■ **Text for analysis**:
The biggest need for every NFL team going into 2020 free agency

With free agency just around the corner, Touchdown Wire’s Doug Farrar breaks down every NFL team’s biggest need.

AFC South

Houston Texans: A secondary that works

(Jay Biggerstaff-USA TODAY Sports)

In the 2019 regular season, the Texans played man coverage on 37% of their defensive snaps, which ranked seventh overall in the league. Which made the decision to play man coverage almost exclusively against the Chiefs in the divisional round of the playoffs. Blowing a 24-0 lead and allowing 41 straight unanswered points in an eventual 51-31 loss got defensive coordinator Romeo Crennel out of the picture in that position, but it’s not as if Crennel had a lot to work with.

Lonnie Johnson Jr. was the most obvious problem in the secondary, allowing nine touchdowns with no interceptions and a 133.5 opponent passer rating. Vernon Hargreaves III gave up five touchdowns to one pick and an opponent passer rating of 112.1. Gareon Conley allowed six touchdowns to one pick and an opponent passer rating of 93.2. And on and on. The Texans do have some talent in their secondary, most notably cornerback Bradley Roby and safety Justin Reid, but the lack of scheme-to-personnel wisdom set this defense back in 2019, and it’ll have to change with a quickness under new defensive coordinator Anthony Weaver.

Indianapolis Colts: A quarterback who’s better than average

(Chuck Cook-USA TODAY Sports)

Andrew Luck’s surprise retirement last August left the Colts in a pickle. Expected to compete at a high level with their franchise quarterback guiding a team adeptly constructed by general manager Chris Ballard and expertly coached by Frank Reich and his staff, Indy was left with backup quarterback Jacoby Brissett, who they knew from his 2017 season spelling the injured Luck. Sometimes it worked; sometimes it didn’t. Brissett completed 60.9% of his passes for 2,942 yards, 18 touchdowns and six interceptions — not bad numbers, but the Colts’ passing game was almost completely missing the explosive plays needed to wrestle with the NFL’s best defenses. A 7-9 record isn’t good enough for the Colts, and Brissett may not be, either.

“Jacoby did some good things … but our passing game has to improve, unequivocally,” Ballard said at the end of the season. “The jury is still out.”

“When I talked to him the other day, we really didn’t go there,” head coach Frank Reich said at the combine of Brissett’s unsure status. “Every player in this league knows. There’s very few players in this league that have the luxury of saying ‘I’m a lock. 24-7. I don’t have to worry about job security.’ That’s a luxury in this league that not many people have. We don’t talk about that stuff. It’s the unwritten, unspoken truth that we all know exists. You’re a man about it, you welcome the competition, let’s get better.”

■ **Task goal**:
From the free-agency article above, list every Texans defensive back given a count of touchdowns allowed, along with that player's touchdowns allowed, interceptions, and opponent passer rating.

■ **Exercise data**:
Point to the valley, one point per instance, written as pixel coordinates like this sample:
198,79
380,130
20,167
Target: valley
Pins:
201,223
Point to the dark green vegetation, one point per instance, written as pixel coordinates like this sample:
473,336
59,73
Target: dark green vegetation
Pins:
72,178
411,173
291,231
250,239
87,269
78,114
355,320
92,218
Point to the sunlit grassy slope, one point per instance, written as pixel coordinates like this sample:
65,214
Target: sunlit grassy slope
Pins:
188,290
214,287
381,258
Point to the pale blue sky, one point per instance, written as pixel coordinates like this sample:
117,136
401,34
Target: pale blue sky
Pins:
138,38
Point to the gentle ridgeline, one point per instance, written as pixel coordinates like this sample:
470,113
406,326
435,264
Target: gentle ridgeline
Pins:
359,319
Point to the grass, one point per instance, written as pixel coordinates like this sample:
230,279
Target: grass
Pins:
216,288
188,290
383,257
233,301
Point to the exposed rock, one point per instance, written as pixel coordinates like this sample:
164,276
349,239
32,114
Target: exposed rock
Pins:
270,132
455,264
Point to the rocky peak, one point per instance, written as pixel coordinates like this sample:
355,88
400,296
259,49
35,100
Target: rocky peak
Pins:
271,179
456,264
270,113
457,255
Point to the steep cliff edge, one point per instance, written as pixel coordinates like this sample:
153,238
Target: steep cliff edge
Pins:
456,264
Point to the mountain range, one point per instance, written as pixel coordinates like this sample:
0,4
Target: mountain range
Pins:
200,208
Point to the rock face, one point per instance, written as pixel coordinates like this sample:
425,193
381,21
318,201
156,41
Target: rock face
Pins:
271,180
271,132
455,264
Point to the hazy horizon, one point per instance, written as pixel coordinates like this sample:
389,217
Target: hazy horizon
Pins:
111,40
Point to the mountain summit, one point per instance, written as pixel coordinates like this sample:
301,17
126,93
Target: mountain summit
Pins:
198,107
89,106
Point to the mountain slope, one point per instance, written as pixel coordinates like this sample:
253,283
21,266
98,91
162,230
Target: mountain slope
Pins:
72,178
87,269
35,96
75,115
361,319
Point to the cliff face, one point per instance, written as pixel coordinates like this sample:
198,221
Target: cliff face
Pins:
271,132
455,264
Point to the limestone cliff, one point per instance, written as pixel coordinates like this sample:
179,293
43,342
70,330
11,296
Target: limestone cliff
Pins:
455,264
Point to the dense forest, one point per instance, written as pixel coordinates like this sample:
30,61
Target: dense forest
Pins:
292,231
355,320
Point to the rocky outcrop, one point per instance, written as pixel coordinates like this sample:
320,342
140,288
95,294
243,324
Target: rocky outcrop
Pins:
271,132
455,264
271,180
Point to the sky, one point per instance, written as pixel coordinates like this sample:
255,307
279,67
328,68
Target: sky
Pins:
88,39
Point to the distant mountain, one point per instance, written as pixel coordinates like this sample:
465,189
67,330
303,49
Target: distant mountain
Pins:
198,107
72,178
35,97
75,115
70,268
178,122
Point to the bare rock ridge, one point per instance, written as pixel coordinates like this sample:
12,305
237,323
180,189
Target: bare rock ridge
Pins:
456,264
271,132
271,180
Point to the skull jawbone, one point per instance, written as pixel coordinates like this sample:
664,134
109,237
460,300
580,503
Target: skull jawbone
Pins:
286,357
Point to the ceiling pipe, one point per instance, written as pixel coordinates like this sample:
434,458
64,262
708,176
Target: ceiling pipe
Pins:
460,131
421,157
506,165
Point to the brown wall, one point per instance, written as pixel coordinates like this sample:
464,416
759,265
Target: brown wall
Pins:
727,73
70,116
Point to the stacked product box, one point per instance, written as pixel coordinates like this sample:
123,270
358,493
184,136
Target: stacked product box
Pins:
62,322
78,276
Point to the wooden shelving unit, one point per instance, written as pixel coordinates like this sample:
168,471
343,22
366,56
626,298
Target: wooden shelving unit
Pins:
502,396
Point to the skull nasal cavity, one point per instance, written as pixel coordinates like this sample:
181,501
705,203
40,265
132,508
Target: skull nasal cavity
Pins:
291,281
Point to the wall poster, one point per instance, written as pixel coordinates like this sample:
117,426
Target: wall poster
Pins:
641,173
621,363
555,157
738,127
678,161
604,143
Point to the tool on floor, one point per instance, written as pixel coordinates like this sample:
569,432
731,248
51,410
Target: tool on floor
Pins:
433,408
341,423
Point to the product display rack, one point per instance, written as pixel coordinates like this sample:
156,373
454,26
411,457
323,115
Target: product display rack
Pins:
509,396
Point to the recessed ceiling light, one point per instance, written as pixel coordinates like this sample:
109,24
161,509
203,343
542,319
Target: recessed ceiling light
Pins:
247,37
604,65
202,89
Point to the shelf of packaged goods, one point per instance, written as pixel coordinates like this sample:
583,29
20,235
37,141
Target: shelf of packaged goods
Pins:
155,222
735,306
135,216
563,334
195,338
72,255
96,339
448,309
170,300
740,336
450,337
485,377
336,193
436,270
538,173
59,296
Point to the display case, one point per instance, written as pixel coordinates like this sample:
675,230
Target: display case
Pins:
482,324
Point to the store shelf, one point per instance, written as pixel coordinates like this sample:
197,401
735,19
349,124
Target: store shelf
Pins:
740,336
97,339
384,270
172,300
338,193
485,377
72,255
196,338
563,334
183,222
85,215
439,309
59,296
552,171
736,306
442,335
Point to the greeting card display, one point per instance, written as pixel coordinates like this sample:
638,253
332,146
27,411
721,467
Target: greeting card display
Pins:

■ **Solution**:
- Lonnie Johnson Jr.: 9 touchdowns, no interceptions, 133.5 opponent passer rating
- Vernon Hargreaves III: 5 touchdowns, 1 interception, 112.1 opponent passer rating
- Gareon Conley: 6 touchdowns, 1 interception, 93.2 opponent passer rating